> [Coordinate annotation entries]
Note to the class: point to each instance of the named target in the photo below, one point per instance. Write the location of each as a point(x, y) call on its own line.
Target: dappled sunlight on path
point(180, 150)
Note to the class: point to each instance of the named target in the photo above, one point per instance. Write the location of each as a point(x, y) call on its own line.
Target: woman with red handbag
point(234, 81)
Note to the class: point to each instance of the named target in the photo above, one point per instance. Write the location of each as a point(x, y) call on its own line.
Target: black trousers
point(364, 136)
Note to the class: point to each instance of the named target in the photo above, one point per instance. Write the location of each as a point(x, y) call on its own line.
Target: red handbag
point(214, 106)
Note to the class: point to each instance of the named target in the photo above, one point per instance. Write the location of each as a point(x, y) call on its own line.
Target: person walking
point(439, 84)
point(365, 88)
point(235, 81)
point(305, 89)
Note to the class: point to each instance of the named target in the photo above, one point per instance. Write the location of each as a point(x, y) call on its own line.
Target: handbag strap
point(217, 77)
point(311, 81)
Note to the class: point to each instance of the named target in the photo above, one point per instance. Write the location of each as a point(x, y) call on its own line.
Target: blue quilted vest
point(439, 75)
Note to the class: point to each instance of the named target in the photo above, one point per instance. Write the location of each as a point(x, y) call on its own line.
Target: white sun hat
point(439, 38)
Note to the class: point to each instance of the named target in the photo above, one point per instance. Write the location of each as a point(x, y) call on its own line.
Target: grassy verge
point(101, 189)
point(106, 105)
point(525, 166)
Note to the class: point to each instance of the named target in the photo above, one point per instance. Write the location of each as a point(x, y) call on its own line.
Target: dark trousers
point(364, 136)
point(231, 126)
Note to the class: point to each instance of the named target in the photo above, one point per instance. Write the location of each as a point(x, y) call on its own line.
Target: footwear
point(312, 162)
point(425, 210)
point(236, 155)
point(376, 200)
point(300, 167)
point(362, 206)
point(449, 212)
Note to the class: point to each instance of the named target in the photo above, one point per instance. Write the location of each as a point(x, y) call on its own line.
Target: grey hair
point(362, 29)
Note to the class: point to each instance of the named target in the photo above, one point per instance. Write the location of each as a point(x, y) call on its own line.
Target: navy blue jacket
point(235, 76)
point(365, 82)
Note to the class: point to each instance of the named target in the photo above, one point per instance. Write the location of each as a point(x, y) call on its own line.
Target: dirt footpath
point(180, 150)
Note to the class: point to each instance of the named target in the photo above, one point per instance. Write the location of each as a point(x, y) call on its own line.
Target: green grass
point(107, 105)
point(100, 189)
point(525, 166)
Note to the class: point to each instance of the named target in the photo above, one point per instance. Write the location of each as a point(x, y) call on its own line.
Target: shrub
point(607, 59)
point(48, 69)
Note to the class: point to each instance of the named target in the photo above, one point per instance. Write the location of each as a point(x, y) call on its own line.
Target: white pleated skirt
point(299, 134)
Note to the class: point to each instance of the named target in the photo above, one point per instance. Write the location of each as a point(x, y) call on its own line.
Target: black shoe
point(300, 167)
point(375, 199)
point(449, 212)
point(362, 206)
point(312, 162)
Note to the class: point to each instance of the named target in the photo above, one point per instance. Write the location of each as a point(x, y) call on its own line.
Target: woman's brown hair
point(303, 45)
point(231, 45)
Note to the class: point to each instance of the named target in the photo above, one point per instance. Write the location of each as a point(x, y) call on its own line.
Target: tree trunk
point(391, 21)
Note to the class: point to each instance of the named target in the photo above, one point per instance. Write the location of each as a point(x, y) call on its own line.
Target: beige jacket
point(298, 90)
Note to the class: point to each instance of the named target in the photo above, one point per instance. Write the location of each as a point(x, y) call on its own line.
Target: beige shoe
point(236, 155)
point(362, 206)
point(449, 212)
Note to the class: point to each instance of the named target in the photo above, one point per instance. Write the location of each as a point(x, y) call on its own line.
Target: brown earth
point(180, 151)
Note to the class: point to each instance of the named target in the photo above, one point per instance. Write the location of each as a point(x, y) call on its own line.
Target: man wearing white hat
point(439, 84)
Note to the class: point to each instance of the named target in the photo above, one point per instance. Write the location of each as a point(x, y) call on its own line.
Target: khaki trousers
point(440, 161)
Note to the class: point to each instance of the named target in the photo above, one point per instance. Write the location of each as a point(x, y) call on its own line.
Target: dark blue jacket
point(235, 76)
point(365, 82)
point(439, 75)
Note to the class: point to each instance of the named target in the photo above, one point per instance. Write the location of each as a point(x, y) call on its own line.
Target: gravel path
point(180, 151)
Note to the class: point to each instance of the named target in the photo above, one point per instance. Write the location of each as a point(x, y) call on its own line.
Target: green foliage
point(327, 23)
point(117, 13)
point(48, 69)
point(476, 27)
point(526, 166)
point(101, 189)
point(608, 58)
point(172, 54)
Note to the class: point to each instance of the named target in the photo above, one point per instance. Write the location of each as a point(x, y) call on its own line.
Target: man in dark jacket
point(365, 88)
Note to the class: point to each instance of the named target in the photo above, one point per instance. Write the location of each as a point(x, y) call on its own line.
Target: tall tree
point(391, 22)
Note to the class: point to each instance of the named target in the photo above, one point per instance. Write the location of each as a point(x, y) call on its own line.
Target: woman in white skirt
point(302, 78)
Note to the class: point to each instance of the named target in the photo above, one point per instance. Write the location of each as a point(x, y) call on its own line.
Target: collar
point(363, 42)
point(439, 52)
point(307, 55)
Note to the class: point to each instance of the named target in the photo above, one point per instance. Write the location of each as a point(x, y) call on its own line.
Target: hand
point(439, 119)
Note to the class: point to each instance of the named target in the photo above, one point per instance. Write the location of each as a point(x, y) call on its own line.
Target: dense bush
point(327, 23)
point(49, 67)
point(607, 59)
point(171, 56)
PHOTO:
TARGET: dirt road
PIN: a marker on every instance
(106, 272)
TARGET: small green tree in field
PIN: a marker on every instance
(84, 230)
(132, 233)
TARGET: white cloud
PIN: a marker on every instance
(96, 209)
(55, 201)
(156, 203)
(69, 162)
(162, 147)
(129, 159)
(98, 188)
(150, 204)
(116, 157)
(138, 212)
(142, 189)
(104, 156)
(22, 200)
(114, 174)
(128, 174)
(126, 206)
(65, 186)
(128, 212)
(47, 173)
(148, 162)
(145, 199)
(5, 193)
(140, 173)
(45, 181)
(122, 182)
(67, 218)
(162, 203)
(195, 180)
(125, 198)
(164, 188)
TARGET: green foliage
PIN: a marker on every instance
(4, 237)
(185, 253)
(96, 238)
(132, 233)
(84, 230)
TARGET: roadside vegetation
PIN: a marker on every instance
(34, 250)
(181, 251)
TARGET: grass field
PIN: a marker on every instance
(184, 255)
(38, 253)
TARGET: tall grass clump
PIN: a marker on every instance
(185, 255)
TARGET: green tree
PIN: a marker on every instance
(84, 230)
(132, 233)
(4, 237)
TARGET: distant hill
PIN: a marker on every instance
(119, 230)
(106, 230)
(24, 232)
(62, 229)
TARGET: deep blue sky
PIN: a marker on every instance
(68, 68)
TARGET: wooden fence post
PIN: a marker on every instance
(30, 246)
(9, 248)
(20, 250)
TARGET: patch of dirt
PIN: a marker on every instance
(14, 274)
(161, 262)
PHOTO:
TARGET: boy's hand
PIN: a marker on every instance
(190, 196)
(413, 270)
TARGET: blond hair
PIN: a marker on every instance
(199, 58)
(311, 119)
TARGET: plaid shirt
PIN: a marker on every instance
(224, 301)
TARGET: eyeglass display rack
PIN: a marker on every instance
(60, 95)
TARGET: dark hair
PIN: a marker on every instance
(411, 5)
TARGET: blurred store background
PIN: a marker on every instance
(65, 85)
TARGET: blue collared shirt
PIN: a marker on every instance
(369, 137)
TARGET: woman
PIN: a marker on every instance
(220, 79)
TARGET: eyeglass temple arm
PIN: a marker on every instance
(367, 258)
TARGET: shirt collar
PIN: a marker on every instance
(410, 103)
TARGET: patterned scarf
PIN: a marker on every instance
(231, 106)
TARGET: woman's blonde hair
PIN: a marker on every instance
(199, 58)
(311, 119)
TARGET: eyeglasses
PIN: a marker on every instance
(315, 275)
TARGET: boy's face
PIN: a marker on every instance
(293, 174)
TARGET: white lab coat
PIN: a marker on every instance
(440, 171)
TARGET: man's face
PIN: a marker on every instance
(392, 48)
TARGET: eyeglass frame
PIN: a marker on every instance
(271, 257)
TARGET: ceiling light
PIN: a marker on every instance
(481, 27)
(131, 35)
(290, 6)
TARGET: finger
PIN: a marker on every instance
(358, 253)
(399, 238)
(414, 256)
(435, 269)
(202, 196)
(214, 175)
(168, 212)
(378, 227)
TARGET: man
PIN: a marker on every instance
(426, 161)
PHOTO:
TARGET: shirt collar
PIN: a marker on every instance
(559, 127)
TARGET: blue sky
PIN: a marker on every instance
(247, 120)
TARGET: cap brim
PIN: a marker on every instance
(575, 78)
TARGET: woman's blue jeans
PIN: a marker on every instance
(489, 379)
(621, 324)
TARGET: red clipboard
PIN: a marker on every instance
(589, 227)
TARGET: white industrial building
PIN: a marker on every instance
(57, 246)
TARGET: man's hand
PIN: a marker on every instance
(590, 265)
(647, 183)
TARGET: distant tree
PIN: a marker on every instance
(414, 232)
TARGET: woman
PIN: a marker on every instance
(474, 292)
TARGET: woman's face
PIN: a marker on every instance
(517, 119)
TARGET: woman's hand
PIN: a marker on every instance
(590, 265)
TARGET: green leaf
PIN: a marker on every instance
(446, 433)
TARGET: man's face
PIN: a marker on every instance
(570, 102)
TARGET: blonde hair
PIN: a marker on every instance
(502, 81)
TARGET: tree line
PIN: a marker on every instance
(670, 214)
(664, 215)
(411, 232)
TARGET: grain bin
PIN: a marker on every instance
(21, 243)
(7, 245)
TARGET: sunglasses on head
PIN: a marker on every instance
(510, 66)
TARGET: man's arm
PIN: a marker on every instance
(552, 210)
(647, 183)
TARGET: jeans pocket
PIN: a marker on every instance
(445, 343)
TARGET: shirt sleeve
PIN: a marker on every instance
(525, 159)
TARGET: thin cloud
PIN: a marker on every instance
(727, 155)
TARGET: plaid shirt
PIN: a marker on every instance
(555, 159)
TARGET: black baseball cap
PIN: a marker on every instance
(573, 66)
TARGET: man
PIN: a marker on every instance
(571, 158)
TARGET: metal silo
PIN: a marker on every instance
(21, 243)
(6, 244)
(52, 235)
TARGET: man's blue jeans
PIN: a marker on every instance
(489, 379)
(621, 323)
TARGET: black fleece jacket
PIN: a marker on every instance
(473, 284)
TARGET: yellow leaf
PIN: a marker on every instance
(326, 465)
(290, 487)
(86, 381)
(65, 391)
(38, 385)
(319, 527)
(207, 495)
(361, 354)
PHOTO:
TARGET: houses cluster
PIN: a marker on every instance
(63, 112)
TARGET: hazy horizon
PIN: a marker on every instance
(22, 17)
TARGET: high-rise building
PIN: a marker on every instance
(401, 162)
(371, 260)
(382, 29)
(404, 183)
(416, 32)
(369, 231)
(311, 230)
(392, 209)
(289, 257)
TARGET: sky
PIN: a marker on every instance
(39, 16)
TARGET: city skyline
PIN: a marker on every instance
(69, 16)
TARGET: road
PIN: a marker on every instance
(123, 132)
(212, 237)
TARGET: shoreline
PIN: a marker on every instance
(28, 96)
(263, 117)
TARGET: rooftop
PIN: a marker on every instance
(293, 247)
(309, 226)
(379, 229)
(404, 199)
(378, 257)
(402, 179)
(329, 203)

> [What to produce] From the line containing "TARGET: distant tree" through the closing line of the material above, return every line exactly and omit all others.

> [Task result]
TARGET: distant tree
PIN: a marker on every instance
(414, 232)
TARGET: woman
PIN: a marker on every instance
(474, 292)
TARGET: woman's face
PIN: a marker on every instance
(517, 119)
TARGET: woman's hand
PIN: a marker on every instance
(590, 265)
TARGET: green leaf
PIN: a marker on every instance
(446, 433)
TARGET: man's face
PIN: a marker on every instance
(570, 102)
TARGET: blonde hair
PIN: a marker on every instance
(502, 81)
TARGET: tree line
PIN: a marker on every instance
(670, 214)
(664, 215)
(411, 232)
TARGET: grain bin
PIN: a marker on every instance
(21, 243)
(7, 245)
TARGET: sunglasses on head
PIN: a marker on every instance
(510, 66)
TARGET: man's arm
PIN: a marker on every instance
(552, 210)
(647, 183)
TARGET: jeans pocket
PIN: a marker on every instance
(445, 343)
TARGET: shirt sleeve
PIN: a marker on every instance
(525, 159)
TARGET: thin cloud
PIN: a marker on every instance
(727, 155)
TARGET: plaid shirt
PIN: a marker on every instance
(555, 159)
TARGET: black baseball cap
PIN: a marker on every instance
(573, 66)
TARGET: man
PIN: a marker on every instance
(571, 158)
TARGET: metal silo
PIN: a marker on every instance
(21, 243)
(6, 244)
(52, 235)
TARGET: man's blue jeans
PIN: a marker on every instance
(489, 379)
(621, 323)
TARGET: black fleece jacket
PIN: a marker on every instance
(473, 284)
TARGET: yellow leaf
PIN: a marker on every instance
(326, 465)
(290, 487)
(86, 381)
(65, 391)
(38, 385)
(319, 527)
(207, 495)
(361, 354)
PHOTO:
TARGET: houses cluster
PIN: a marker on every instance
(63, 112)
TARGET: hazy horizon
PIN: a marker on every instance
(22, 17)
TARGET: high-rise building
PIN: a marker on every instance
(401, 162)
(371, 260)
(382, 29)
(404, 183)
(416, 32)
(369, 231)
(311, 230)
(392, 209)
(289, 257)
TARGET: sky
PIN: a marker on every instance
(39, 16)
TARGET: city skyline
PIN: a marker on every instance
(69, 16)
TARGET: road
PIN: a marker on every instance
(123, 132)
(212, 237)
TARGET: shoreline
PIN: a marker on every instance
(28, 96)
(263, 117)
TARGET: rooftop
PIN: a marker on every instance
(293, 247)
(309, 226)
(379, 229)
(404, 199)
(378, 257)
(402, 179)
(329, 203)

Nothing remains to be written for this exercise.